JOBS
(a) In the forum thread below, rewrite the paragraph that begins "That is the famous" as a short list that keeps its main facts.
(b) According to the forum thread below, on what date was Joe Dirt born?
(c) List every username that appears as a post header in the forum thread below.

SOURCE EXTRACT
# Romance is in the air!



## kelebek (Oct 5, 2007)

I just thought that I would share the new couples in the pen!

Fiona and Joe Dirt are now inseperatable

Daisie and Mr. Bo Jangles are cuddling. She was resting her head on his back.

How cute!


----------



## StaceyRosado (Oct 5, 2007)

awe cute! mine hate the buck then love him for a day then hate him again.


----------



## enjoytheride (Oct 5, 2007)

Who's the buck with the curly toupee- he's adorable.


----------



## kelebek (Oct 5, 2007)

enjoy - 

That is the famous "Joe Dirt" I am honestly not sure what his registered name is, as the papers are being filed as we speak, but I call him "Joe Dirt" for his mullet! HAHAHA

He was born 4/30/07 and has some pretty nice lines. I am wanting to show him this year, but we will have to take care of some scurs I do believe first!

I plan on using him as my herd sire, if he matures nicely.


----------



## FarmGirl18 (Oct 5, 2007)

Very cute pictures!



StaceyRoop said:


> mine hate the buck then love him for a day then hate him again.


Sounds like mine! :roll:


----------



## enjoytheride (Oct 5, 2007)

STORED ROWS
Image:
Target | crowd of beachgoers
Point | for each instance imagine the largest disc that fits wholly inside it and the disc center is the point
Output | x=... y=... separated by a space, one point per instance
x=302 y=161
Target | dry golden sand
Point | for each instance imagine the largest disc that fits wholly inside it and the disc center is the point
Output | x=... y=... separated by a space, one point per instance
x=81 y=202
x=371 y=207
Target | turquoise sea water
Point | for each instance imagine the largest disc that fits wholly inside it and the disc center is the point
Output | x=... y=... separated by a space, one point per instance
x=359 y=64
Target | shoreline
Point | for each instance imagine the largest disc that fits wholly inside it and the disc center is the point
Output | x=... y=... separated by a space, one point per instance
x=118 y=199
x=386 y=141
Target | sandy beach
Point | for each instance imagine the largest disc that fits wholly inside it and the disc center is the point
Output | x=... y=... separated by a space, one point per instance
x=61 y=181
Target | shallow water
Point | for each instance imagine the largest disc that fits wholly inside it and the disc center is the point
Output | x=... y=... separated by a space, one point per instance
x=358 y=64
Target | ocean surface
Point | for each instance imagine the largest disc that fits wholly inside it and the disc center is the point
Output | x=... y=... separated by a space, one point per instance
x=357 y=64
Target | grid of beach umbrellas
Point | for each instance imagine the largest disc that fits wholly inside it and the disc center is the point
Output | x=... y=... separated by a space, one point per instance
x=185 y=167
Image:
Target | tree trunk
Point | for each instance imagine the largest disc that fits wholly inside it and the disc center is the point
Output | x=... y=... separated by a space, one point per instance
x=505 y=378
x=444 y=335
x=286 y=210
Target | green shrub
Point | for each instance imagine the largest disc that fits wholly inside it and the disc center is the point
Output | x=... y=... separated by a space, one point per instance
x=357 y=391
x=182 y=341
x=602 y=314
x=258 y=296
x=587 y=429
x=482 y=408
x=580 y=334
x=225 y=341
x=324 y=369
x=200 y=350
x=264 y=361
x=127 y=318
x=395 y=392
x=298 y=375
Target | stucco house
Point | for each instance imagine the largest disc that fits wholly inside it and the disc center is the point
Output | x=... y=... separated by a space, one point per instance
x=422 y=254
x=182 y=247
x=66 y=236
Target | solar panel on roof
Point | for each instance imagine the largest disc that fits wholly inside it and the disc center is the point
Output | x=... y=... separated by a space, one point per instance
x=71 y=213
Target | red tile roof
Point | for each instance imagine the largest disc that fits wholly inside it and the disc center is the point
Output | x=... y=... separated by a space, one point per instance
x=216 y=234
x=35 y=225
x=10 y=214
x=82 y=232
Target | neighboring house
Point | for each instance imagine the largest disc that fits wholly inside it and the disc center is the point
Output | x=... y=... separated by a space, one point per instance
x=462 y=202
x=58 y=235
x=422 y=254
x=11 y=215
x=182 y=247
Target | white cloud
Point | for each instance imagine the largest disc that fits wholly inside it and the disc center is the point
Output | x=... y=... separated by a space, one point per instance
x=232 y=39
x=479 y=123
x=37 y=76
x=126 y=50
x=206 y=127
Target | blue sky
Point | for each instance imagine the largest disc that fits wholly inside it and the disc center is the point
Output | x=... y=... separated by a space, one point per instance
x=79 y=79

CORRECT ANSWERS
(a)
- The buck is the well-known "Joe Dirt."
- His registered name isn't certain yet because his papers are still being filed.
- He gets the nickname "Joe Dirt" from his mullet.

(b) He was born on 4/30/07.

(c)
- kelebek
- StaceyRosado
- enjoytheride
- FarmGirl18